[Data records]

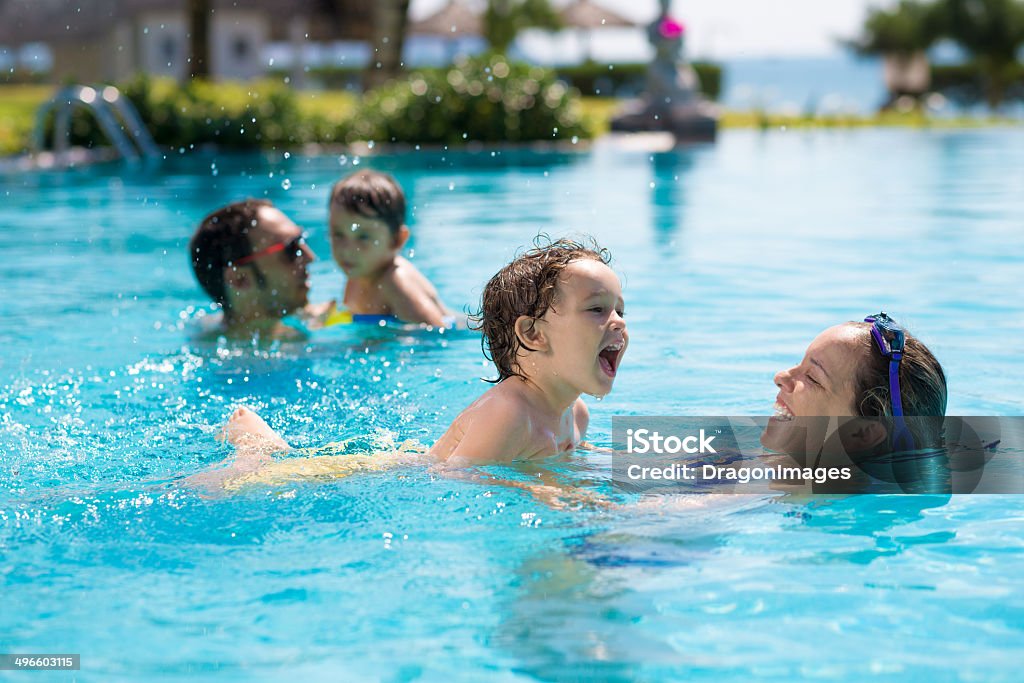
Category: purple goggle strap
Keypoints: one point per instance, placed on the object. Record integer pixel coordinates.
(902, 440)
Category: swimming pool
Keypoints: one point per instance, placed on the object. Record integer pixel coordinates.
(732, 256)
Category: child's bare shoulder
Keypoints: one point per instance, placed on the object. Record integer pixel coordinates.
(406, 278)
(496, 427)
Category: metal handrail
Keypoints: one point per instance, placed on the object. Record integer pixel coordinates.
(115, 114)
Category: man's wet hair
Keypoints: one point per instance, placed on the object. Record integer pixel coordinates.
(527, 286)
(221, 240)
(373, 195)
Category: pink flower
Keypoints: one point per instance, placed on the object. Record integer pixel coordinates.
(671, 29)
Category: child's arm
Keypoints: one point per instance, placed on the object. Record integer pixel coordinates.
(413, 301)
(499, 434)
(581, 417)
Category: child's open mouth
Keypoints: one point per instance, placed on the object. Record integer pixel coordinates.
(781, 412)
(608, 357)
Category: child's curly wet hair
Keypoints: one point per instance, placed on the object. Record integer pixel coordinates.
(527, 287)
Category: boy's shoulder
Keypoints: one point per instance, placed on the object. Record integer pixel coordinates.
(403, 273)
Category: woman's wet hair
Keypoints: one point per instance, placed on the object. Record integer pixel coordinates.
(923, 386)
(222, 238)
(527, 287)
(373, 195)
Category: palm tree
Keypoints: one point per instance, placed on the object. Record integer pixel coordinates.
(901, 36)
(390, 18)
(199, 39)
(992, 31)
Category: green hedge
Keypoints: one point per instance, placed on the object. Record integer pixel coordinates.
(229, 115)
(966, 83)
(484, 99)
(590, 78)
(609, 80)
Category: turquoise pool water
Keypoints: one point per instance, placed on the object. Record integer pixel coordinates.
(733, 257)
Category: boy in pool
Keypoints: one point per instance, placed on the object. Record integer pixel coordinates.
(368, 230)
(552, 323)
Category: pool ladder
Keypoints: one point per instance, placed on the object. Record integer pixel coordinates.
(115, 114)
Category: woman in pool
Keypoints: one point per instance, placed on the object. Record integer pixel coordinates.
(886, 388)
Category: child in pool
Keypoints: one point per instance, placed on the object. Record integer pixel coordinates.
(552, 323)
(368, 229)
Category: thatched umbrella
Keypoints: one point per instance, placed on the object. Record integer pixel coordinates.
(454, 19)
(589, 16)
(452, 22)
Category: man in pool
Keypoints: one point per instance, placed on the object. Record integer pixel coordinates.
(252, 261)
(552, 322)
(368, 231)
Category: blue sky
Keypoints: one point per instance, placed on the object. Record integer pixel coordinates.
(722, 29)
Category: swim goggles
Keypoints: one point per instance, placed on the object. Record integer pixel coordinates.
(292, 249)
(891, 340)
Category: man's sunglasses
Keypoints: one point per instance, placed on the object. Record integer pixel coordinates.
(891, 341)
(292, 249)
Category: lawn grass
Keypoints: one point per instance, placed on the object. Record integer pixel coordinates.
(18, 104)
(17, 115)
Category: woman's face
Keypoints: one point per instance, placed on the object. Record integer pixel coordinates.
(822, 384)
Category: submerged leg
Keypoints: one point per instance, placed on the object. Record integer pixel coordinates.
(254, 442)
(249, 432)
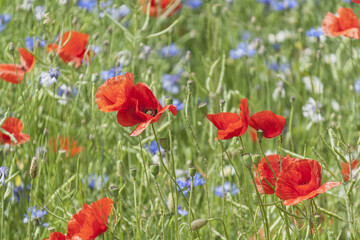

• **Exercise objective**:
Copy every one of the records above word for word, leaving out the pictures.

• **Finished answer**:
Category: purple goggle strap
Keypoints: one point per instance, placed on the object. Record integer pixel coordinates.
(902, 440)
Category: swimming pool
Keypoints: one point per instance, placed on the object. Record integer pixel coordinates.
(732, 256)
Category: child's bare shoulder
Keypoints: one point per instance, placed on the object. Record integer pixel coordinates.
(406, 278)
(496, 427)
Category: metal handrail
Keypoints: one point per instance, placed on the object. Record integer pixel coordinates.
(115, 114)
Category: man's wet hair
Keypoints: one point per instance, placed on the object. Record integer pixel coordinates.
(527, 286)
(221, 240)
(373, 195)
Category: pink flower
Keypoints: one point per instance, placed on the object. Record integer pixel coordinates.
(671, 29)
Category: child's arm
Keypoints: one point per instance, placed on the object. Record integer pixel coordinates.
(413, 301)
(499, 434)
(581, 417)
Category: child's open mouth
Keypoints: one point per instance, placed on the object. Record integer pixel coordinates.
(781, 412)
(608, 357)
Category: child's curly wet hair
Keypoints: one point per instance, placed on the object. Record integer pixel coordinates.
(527, 287)
Category: boy's shoulder
Keypoints: one point per instance, placed on the object. Record integer pixel coordinates.
(403, 273)
Category: woman's wet hair
Keypoints: one point per instance, placed on the object. Record integer pixel coordinates.
(923, 386)
(222, 238)
(527, 287)
(373, 195)
Category: palm tree
Keypoints: one point per instance, placed on the object. Record integer pixel coordinates.
(901, 36)
(390, 18)
(199, 39)
(992, 31)
Category: green hedge
Keypoints: one point per instance, placed on the object. Record integer pixel coordinates.
(229, 115)
(966, 83)
(484, 99)
(590, 78)
(609, 80)
Category: turquoise pool water
Keypoints: one point per instance, placed on the object. Record integer pixel coordinates.
(733, 257)
Category: boy in pool
Keypoints: one point per instance, placed on the object. Record integer pixel coordinates.
(368, 230)
(552, 323)
Category: pool ladder
Keypoints: one point per instance, placed on the object. Record integer pixel coordinates.
(115, 114)
Category: woman in pool
Keypoints: one point per instance, placed on the object. Record integer pixel coordinates.
(886, 388)
Category: child in pool
Keypoints: one point per instance, placed on the object. Record integer pixel coordinates.
(552, 323)
(368, 229)
Category: thatched umbrella
Keypoints: one point per instance, placed on the object. Record integer pixel coordinates.
(454, 19)
(589, 16)
(452, 22)
Category: man in pool
Keypoints: one point per instance, placed on the object. Record integer pixel coordinates.
(252, 261)
(552, 322)
(368, 231)
Category: blue sky
Keypoints: one point per instance, placed on the object. Record integer pixel coordinates.
(722, 29)
Category: swim goggles
Keypoints: one point per instance, placed on the object. Record integer pixel coordinates.
(292, 249)
(891, 340)
Category: man's sunglasses
Keypoints: one point per instance, placed on the object. Record integer pixel coordinates.
(891, 341)
(292, 249)
Category: lawn grass
Keypoints: one point per instance, placed on the object. Record integer pixel coordinates.
(18, 104)
(17, 115)
Category: woman's face
Keypoints: one point per instance, placed on the object. Record integer pixel coordinates.
(822, 384)
Category: submerged leg
Keypoints: one point per instance, placed on the object. Record integer pixel coordinates.
(254, 442)
(249, 432)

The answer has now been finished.